■ WORKING DATA:
== == ==
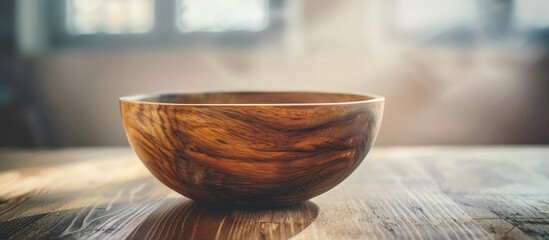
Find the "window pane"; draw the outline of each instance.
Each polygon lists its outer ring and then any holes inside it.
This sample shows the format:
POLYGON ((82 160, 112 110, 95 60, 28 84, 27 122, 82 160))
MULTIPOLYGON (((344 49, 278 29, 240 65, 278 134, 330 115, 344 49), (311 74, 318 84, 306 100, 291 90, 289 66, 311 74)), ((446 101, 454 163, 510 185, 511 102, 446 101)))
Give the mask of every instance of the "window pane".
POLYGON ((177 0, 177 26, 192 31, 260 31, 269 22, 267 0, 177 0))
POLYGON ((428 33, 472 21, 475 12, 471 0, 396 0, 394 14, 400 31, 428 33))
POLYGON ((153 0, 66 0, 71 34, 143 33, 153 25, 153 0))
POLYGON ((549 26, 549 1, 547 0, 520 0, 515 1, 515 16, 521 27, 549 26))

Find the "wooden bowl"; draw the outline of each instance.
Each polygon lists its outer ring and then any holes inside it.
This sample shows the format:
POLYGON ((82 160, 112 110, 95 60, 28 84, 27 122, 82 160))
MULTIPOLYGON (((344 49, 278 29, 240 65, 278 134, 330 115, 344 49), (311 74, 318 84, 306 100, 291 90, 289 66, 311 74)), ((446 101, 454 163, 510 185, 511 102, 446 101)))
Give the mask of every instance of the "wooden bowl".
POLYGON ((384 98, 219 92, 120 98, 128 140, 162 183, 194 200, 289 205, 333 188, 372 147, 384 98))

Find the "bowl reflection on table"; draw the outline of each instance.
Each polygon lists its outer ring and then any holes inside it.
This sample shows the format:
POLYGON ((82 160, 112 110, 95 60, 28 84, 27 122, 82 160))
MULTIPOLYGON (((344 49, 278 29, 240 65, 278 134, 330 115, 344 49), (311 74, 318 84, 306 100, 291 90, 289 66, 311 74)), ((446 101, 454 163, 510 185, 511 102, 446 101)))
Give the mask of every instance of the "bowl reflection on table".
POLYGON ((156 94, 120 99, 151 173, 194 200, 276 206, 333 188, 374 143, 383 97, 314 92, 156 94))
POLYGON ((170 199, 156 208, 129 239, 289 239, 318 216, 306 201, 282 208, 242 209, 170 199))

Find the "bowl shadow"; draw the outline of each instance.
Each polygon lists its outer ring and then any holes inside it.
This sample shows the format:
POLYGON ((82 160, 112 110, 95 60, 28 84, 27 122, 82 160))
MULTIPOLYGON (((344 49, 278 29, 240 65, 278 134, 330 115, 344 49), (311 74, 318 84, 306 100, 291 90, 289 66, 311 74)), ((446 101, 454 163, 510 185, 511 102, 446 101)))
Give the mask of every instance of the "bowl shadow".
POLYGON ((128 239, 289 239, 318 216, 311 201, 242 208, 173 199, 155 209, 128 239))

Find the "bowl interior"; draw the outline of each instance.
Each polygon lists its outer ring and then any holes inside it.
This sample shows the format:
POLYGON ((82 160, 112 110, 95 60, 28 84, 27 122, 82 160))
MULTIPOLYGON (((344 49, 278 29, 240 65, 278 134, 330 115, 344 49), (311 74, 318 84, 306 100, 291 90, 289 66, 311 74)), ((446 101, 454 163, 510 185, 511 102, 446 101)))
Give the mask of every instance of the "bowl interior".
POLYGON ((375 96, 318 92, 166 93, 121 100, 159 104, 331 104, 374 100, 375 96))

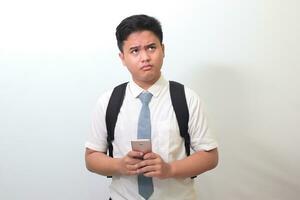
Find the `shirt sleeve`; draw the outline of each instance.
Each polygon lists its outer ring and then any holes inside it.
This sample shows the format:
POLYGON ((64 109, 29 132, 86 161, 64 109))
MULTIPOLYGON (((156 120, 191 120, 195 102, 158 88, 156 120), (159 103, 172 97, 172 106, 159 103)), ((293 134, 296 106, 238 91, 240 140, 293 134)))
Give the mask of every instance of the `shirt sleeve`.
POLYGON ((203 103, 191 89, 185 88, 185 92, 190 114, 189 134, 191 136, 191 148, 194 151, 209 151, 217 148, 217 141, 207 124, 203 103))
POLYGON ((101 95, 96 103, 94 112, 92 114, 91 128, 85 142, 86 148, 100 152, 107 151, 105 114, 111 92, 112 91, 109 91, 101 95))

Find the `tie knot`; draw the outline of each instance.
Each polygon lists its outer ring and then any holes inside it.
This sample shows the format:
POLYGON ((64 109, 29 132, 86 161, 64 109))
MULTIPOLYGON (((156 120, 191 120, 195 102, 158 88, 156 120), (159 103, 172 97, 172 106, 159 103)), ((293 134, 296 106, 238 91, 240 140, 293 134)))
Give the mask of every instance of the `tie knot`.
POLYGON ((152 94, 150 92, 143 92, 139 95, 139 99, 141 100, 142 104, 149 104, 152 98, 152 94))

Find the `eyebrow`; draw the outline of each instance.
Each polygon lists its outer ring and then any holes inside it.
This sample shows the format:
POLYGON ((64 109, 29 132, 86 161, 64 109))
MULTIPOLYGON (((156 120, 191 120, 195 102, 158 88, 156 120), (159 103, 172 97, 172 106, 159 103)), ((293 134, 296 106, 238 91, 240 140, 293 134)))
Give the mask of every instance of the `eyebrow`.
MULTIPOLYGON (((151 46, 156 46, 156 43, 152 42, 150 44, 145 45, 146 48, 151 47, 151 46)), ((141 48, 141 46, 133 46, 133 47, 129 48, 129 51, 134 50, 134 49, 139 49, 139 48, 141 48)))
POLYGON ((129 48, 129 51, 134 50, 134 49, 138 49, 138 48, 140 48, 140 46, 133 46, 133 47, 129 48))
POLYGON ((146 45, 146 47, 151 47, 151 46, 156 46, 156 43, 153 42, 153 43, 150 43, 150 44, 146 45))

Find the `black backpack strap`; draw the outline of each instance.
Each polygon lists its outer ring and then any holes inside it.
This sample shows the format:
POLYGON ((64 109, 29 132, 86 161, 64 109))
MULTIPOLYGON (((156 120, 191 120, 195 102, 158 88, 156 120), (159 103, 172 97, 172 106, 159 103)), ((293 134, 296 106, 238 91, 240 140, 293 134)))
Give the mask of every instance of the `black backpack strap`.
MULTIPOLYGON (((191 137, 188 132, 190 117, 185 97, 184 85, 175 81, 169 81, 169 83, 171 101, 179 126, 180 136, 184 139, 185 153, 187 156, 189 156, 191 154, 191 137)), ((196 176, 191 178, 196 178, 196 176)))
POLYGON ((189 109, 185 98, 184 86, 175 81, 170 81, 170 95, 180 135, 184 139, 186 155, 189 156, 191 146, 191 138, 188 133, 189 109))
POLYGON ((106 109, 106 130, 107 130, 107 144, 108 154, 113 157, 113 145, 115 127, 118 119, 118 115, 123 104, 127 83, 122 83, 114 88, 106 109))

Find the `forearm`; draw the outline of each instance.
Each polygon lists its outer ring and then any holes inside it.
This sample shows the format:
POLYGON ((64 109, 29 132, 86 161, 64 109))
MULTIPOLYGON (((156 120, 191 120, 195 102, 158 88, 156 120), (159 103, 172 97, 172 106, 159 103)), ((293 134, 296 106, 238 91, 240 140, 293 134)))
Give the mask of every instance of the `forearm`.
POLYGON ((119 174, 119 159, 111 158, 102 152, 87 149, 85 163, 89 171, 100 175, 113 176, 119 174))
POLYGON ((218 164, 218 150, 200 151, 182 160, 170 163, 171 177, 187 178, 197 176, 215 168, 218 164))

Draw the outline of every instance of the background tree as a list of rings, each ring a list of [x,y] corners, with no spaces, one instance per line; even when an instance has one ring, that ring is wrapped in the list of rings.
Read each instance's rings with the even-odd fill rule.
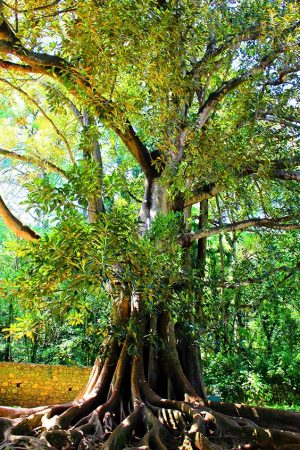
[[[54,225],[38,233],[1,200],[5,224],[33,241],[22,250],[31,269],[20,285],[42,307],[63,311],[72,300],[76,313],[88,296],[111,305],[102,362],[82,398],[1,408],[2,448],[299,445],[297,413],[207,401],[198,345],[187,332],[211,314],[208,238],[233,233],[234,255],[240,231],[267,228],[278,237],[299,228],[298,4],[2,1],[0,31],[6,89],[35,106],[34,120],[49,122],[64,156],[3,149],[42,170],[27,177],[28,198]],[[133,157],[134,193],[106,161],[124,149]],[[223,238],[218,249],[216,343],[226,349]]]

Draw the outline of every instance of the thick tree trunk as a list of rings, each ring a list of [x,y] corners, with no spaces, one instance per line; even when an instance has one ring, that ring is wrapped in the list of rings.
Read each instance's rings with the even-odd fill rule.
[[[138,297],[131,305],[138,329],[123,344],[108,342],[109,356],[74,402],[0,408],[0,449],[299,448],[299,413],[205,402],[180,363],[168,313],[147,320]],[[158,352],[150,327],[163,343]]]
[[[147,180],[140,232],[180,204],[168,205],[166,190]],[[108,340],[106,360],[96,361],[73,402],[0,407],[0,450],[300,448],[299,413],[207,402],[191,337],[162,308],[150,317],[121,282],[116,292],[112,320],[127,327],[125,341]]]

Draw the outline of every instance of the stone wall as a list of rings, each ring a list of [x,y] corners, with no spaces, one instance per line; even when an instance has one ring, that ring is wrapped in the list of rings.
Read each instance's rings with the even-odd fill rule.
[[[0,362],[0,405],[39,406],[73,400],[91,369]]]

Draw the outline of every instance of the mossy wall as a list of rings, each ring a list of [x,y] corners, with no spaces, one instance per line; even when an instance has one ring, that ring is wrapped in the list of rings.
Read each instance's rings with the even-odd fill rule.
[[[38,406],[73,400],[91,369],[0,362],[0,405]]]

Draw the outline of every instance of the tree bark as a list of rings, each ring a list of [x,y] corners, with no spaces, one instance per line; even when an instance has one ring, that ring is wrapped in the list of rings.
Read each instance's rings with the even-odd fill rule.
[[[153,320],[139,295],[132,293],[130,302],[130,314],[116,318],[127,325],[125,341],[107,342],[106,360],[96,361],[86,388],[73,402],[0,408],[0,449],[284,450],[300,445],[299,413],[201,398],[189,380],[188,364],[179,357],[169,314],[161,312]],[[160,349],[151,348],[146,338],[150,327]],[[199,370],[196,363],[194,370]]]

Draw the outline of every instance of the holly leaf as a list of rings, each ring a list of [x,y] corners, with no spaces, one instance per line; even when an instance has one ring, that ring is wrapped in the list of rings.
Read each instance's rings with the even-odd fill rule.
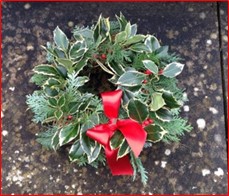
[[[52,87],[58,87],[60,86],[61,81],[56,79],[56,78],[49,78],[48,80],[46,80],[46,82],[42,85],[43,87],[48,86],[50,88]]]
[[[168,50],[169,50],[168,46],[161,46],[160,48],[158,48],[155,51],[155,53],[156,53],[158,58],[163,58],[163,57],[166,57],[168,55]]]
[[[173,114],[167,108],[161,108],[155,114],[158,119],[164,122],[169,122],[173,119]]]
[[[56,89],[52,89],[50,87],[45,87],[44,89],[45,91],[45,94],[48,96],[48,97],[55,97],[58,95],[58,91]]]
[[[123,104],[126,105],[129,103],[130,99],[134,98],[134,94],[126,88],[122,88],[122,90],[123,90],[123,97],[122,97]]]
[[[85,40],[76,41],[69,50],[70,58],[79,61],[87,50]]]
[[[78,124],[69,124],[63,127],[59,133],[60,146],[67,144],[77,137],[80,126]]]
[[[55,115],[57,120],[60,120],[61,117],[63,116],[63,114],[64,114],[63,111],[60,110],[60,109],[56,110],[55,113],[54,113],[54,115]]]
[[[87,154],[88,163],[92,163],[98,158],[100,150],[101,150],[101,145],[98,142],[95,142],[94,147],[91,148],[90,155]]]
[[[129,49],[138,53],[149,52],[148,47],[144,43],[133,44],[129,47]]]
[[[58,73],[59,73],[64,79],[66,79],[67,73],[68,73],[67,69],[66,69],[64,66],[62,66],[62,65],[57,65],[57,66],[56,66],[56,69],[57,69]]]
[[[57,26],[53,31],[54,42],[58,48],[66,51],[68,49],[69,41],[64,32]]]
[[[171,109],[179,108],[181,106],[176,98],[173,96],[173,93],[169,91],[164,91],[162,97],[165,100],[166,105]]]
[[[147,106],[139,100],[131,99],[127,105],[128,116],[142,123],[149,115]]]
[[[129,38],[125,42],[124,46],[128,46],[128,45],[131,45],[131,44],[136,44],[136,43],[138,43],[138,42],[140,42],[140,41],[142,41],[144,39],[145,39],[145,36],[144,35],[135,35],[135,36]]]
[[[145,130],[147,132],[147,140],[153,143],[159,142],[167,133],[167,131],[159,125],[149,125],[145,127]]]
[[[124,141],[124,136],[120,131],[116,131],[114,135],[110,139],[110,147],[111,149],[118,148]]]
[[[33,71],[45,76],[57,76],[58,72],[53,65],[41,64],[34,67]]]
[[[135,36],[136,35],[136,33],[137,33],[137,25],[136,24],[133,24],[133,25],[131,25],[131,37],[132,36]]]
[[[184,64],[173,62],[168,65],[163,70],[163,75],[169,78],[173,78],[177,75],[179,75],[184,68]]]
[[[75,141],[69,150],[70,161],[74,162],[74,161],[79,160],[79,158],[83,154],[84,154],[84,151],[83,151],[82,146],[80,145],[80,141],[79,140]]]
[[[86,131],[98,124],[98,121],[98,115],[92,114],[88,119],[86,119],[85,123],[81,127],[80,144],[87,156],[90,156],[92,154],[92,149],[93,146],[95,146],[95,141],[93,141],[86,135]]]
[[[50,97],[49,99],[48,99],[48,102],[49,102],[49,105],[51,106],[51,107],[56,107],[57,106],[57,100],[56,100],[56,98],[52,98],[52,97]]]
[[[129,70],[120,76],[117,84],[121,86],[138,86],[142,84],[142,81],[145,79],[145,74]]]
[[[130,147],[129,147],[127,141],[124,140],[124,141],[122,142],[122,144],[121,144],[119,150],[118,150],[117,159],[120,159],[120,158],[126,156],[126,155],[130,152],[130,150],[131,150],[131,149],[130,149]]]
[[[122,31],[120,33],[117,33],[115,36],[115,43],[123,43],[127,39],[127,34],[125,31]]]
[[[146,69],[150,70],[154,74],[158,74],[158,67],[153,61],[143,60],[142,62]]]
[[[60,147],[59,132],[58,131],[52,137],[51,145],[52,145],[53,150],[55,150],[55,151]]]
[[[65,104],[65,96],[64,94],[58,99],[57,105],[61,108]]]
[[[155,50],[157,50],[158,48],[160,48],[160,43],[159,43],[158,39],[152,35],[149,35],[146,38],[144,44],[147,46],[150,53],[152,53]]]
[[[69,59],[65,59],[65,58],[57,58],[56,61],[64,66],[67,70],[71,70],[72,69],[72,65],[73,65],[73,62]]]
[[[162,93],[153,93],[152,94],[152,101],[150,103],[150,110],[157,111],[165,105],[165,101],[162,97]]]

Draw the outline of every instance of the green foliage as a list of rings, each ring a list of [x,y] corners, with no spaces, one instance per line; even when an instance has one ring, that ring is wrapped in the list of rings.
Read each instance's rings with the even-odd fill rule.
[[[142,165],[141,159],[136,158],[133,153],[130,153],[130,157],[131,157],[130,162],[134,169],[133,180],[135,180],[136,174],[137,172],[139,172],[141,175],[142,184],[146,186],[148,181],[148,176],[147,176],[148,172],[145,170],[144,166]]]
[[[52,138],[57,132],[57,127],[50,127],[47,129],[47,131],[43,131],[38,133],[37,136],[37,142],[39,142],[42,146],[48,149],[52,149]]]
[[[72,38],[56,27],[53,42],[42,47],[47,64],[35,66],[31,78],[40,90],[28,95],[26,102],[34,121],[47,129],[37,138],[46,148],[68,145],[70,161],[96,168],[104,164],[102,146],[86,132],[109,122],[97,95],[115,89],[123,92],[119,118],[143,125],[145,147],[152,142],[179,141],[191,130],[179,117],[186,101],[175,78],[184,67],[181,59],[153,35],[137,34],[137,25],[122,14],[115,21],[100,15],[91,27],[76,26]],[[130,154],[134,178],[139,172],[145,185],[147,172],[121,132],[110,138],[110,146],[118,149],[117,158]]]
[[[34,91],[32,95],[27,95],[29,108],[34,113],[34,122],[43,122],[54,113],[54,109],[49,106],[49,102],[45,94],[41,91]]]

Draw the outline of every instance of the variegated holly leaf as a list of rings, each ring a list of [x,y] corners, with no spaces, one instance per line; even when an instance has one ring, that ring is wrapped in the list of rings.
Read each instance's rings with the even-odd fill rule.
== == ==
■ WHAT NEEDS TO BE DONE: From the entries above, select each line containing the string "tree".

■ SOLVED PROBLEM:
Draw the outline of every instance of the background tree as a list of rings, each ring a list of [x,y] corners, with no spaces, one instance per line; even when an instance has one ring, that ring is wrapped in the list of rings.
Draw the outline of every instance of the thick tree trunk as a list of rings, each ring a list of [x,y] corners, with no spaces, one instance per line; even when an instance has one ring, that ring is wrapped in the list of rings.
Draw the outline of every instance of the tree bark as a list of rings, each ring a list of [x,y] corners, with no spaces, one instance per line; even when an instance has one ring, that ring is wrapped in the list of rings.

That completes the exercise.